◆ **Actions to take**:
1. In two sentences, sum up the passage about the B.C. Adoption Act ruling.
2. Answer these questions from the passage about the B.C. Adoption Act ruling:
(a) Which judge ruled on the case?
(b) For how long did the judge suspend the effect of the ruling?
(c) At what age did Pratten say children born from gamete donations should be able to learn about their birth parents?
3. Print the part of the passage about the B.C. Adoption Act ruling that starts at "B.C. Supreme Court" and ends at "their birth parents.".

◆ **Passage shown**:
========================================
VANCOUVER — A BC-born woman has won her court battle that sought to strike down the B.C. Adoption Act on the grounds that it is discriminatory and unconstitutional for offspring born as a result of anonymous sperm, egg and embryo donors.

Olivia Pratten filed the lawsuit — believed to be the first of its kind in North America — to try to get the same rights as adopted children in learning about their biological parents when they come of age.

B.C. Supreme Court Justice Elaine Adair ruled today that certain Adoption Act regulations were unconstitutional.

The judge, however, suspended the effect of the ruling for 15 months to allow the B.C. government time to amend the act so it does not violate Section 15 of Canada’s Charter of Rights and Freedoms.

Pratten, 29, who was born in B.C. and now is a Toronto journalist. She maintained at trial last year that children born from gamete donations of sperm, egg and embryos should have the same rights as adopted children to learn information, when they turn 19, about their birth parents.

Pratten maintained that it’s important to know the medical and social history in order for her to properly form her sense of identity.
========================================
◆ **Information**:
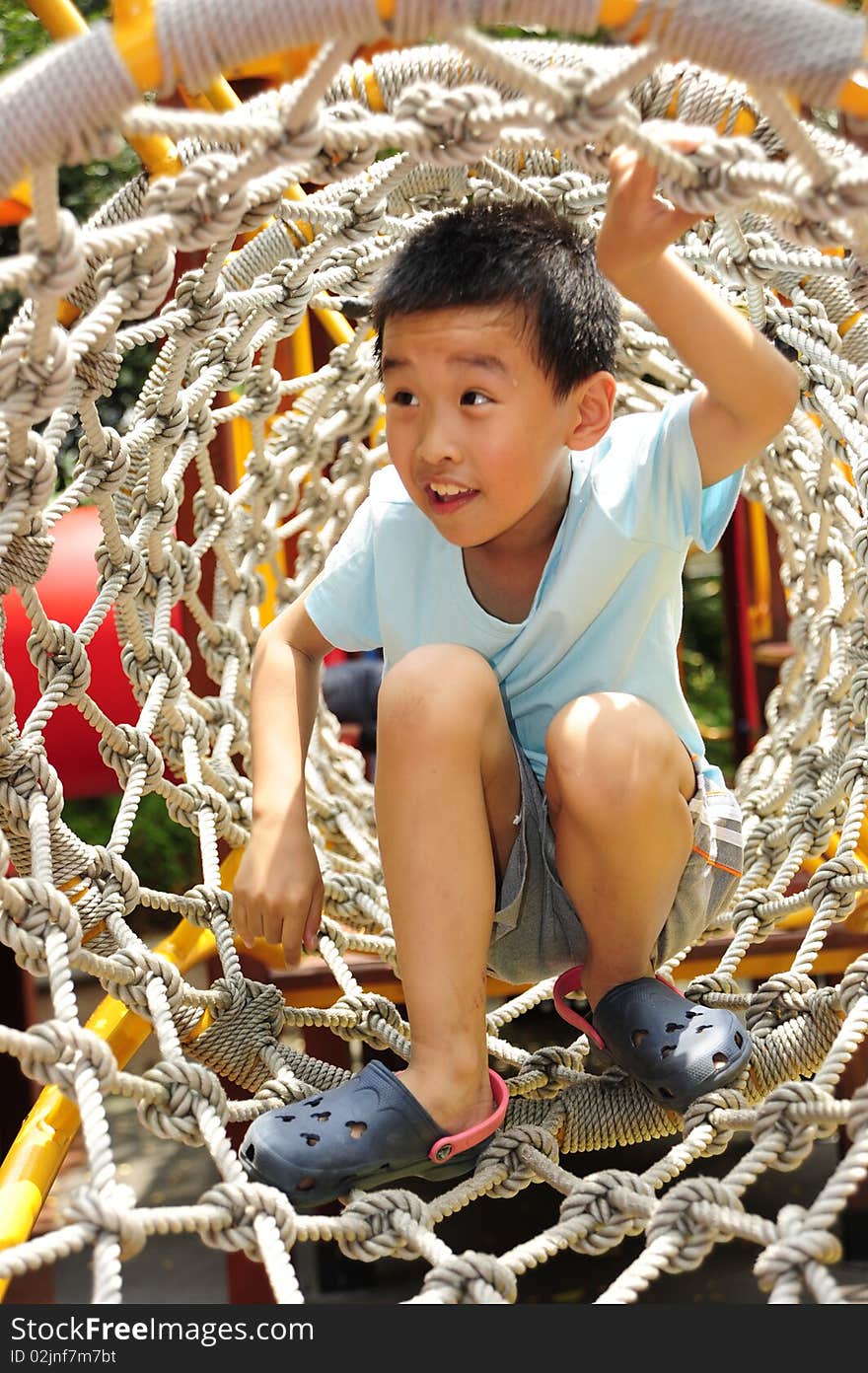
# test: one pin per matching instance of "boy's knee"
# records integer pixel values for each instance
(606, 752)
(438, 686)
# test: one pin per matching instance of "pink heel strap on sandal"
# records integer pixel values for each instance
(571, 980)
(451, 1144)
========================================
◆ **Outputs in order**:
1. Olivia Pratten, a woman born in B.C., won a lawsuit arguing that the B.C. Adoption Act is discriminatory and unconstitutional for people conceived from anonymous sperm, egg and embryo donors, because they should have the same rights as adopted children to learn about their biological parents. Justice Elaine Adair ruled that certain Adoption Act regulations were unconstitutional, but she suspended the ruling for 15 months so the B.C. government can amend the act.

2.
(a) B.C. Supreme Court Justice Elaine Adair.
(b) 15 months.
(c) 19.

3.
B.C. Supreme Court Justice Elaine Adair ruled today that certain Adoption Act regulations were unconstitutional.

The judge, however, suspended the effect of the ruling for 15 months to allow the B.C. government time to amend the act so it does not violate Section 15 of Canada’s Charter of Rights and Freedoms.

Pratten, 29, who was born in B.C. and now is a Toronto journalist. She maintained at trial last year that children born from gamete donations of sperm, egg and embryos should have the same rights as adopted children to learn information, when they turn 19, about their birth parents.